WHAT THE TASK REQUIRES: Among the records below, find the line that has "Where can you spot the hand in"; from there, give the lines again exactly, and stop after the line that has "Where can you spot the smartphone".

=== ENTRIES SUPPLIED ===

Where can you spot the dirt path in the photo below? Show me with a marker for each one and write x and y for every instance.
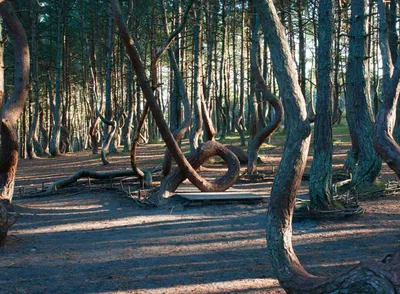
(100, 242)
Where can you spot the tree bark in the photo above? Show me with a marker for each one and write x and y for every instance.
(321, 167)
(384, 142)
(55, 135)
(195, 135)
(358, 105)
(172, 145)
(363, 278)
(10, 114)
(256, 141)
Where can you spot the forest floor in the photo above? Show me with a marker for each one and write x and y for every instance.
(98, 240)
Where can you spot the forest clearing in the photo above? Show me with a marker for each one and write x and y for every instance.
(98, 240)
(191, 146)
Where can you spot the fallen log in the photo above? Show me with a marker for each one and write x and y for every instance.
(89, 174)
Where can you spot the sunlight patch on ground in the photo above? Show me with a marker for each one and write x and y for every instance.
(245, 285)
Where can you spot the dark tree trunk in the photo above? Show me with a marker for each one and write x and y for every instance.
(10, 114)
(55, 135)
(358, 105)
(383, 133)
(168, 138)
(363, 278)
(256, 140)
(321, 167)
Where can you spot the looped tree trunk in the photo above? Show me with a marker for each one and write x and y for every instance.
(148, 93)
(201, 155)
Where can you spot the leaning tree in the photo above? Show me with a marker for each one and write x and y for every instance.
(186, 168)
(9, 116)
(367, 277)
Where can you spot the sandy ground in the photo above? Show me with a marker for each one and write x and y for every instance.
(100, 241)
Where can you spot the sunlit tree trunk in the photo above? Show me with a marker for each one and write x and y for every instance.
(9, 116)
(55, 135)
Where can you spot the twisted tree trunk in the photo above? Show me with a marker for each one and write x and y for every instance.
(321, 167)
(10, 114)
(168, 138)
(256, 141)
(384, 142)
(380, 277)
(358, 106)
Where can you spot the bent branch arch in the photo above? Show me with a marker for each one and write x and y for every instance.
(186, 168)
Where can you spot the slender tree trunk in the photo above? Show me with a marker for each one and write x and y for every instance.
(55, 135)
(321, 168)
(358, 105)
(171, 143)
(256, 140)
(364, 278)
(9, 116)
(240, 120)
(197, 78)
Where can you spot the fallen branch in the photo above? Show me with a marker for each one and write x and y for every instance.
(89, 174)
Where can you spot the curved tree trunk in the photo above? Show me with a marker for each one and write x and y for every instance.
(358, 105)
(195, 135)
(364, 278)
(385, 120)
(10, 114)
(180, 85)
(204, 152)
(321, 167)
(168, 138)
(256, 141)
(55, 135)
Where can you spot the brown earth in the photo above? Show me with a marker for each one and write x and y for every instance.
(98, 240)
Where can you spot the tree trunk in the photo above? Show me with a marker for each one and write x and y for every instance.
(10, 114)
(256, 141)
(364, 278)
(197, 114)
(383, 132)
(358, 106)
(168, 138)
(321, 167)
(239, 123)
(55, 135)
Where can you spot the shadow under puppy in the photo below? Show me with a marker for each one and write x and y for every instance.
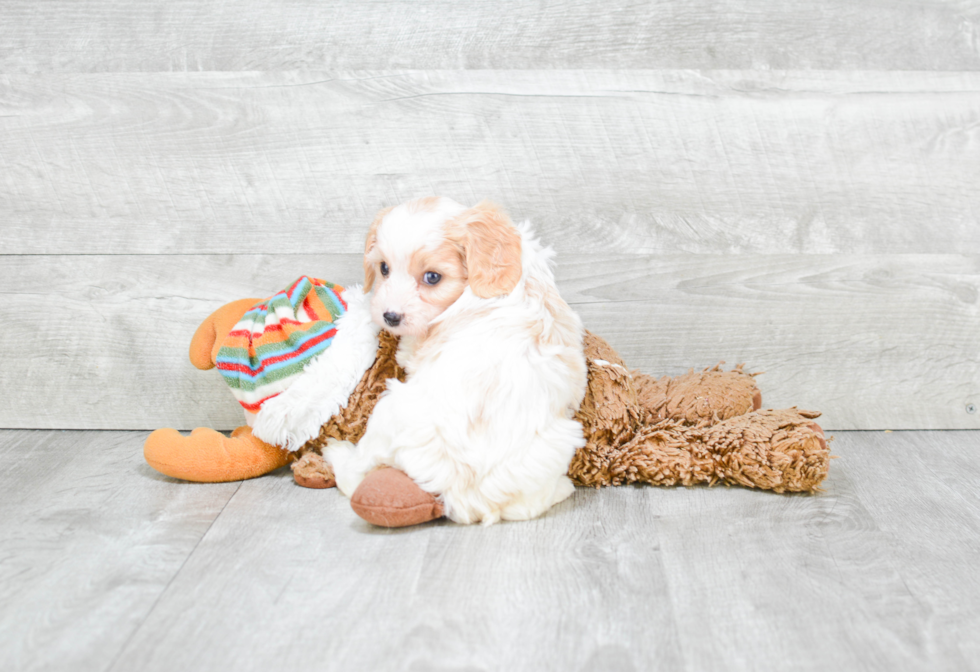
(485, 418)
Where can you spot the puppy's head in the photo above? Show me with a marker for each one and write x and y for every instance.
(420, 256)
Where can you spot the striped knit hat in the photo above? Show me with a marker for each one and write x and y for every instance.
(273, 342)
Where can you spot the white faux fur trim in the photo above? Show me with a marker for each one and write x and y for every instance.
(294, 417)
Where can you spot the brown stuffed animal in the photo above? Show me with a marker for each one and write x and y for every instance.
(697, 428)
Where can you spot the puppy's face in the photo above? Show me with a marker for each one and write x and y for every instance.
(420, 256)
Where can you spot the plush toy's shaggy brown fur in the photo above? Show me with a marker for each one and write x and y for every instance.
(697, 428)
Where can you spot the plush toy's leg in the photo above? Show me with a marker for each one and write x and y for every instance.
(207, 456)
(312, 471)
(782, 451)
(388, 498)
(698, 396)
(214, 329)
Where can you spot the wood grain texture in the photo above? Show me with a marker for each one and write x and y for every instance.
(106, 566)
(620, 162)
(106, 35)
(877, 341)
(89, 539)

===
=== ENTRIES SUPPLIED ===

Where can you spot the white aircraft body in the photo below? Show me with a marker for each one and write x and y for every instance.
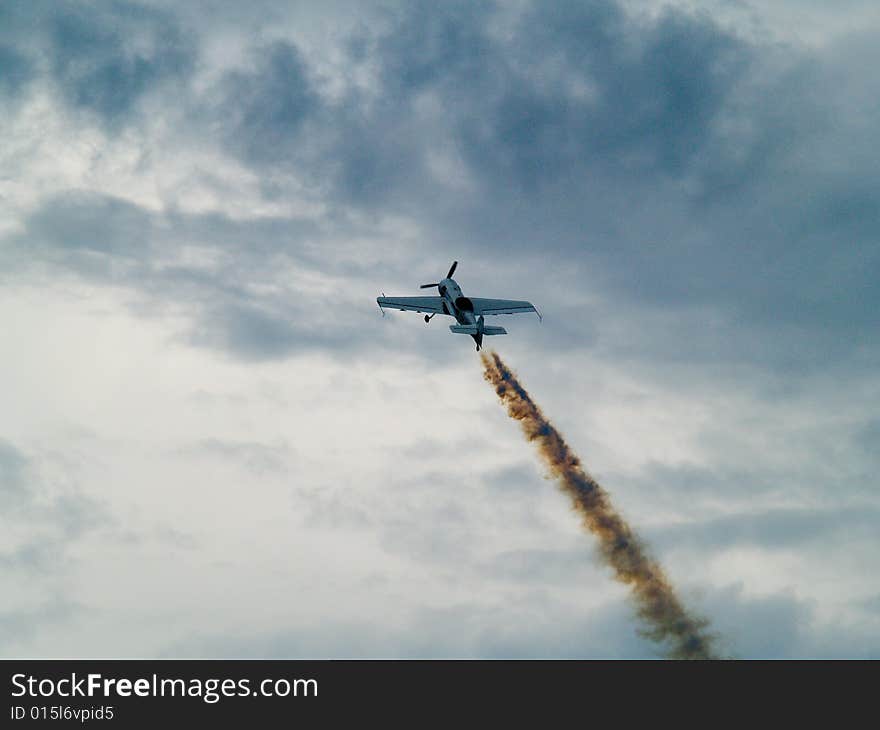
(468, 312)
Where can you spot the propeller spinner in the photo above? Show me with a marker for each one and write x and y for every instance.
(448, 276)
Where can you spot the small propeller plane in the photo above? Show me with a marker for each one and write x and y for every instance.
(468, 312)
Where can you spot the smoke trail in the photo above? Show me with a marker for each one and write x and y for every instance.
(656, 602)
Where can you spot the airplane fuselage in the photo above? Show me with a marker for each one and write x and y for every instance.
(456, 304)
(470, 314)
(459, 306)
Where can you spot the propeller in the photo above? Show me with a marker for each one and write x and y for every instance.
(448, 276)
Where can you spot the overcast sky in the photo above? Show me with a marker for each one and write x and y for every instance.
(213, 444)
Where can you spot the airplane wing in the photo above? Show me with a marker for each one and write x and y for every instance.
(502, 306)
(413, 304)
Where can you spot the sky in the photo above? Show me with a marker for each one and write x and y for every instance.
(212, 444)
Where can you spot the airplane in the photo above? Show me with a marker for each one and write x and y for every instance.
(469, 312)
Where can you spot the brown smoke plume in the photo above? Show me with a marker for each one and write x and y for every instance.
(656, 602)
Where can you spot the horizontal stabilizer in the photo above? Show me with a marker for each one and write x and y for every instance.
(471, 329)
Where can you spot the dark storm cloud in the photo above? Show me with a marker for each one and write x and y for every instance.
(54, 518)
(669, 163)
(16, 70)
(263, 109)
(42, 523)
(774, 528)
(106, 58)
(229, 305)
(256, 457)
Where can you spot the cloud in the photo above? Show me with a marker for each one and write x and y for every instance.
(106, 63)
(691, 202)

===
=== ENTRIES SUPPLIED ===

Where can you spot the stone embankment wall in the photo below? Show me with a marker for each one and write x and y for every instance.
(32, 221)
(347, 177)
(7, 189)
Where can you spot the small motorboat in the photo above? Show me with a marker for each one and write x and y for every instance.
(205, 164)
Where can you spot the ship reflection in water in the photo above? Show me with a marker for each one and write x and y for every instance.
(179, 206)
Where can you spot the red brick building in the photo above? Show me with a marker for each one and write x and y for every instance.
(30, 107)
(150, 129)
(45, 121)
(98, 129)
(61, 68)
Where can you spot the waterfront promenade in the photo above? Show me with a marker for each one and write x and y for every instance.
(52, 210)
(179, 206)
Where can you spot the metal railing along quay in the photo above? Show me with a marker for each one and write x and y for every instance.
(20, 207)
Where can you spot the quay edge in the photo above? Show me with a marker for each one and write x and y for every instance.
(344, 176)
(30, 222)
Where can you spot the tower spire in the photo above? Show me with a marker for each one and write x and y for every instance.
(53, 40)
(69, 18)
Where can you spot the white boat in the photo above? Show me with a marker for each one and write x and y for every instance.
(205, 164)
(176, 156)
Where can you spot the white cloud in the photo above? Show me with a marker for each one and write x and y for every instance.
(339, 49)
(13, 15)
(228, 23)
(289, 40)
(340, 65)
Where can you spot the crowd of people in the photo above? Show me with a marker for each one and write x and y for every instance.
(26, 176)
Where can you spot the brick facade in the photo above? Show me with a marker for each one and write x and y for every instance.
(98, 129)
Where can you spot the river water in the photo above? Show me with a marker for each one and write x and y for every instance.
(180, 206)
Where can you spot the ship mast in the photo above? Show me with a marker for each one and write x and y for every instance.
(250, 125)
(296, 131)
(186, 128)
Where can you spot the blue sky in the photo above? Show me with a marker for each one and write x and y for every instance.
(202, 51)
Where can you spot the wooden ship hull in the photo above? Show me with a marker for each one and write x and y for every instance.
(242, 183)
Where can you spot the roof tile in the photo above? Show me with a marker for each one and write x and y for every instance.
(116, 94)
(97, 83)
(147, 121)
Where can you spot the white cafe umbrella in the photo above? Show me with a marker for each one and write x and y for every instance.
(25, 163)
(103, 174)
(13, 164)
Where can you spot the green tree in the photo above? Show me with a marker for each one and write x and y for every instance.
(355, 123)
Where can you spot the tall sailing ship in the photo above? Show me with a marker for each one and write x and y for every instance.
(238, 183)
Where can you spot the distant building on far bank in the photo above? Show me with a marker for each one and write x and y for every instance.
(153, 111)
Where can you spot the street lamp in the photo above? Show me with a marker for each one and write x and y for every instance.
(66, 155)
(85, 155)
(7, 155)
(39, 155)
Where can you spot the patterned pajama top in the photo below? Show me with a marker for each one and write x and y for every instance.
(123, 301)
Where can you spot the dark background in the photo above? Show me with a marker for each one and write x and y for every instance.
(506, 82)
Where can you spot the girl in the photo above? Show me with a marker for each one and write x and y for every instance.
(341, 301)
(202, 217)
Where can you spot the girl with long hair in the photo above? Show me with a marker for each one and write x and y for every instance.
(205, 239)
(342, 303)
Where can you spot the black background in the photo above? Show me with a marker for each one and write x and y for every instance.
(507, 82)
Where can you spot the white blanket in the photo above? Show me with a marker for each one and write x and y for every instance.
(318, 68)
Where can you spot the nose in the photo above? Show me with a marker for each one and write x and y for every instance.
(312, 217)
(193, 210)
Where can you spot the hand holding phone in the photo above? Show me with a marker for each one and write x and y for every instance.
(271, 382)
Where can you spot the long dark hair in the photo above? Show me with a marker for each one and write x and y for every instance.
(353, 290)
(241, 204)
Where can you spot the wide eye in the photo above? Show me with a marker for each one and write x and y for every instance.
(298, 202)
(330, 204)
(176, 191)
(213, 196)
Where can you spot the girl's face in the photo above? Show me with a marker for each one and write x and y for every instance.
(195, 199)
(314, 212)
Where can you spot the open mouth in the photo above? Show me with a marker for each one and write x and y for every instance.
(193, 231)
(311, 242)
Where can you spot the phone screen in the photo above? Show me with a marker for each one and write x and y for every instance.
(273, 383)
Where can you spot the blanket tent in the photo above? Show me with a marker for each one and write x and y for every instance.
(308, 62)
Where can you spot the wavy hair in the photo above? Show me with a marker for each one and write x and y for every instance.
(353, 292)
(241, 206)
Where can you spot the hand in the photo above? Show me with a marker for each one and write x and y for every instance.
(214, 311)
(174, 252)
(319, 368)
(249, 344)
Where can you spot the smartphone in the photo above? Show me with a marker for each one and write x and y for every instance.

===

OUTPUT BELOW:
Where can you spot the hand in the photo above? Show me with a marker for each one and write x and y for every instance.
(214, 311)
(174, 252)
(319, 368)
(249, 344)
Where can you spot the smartphone in the photo above? Show me with a marker for each one and write x and y for every instance.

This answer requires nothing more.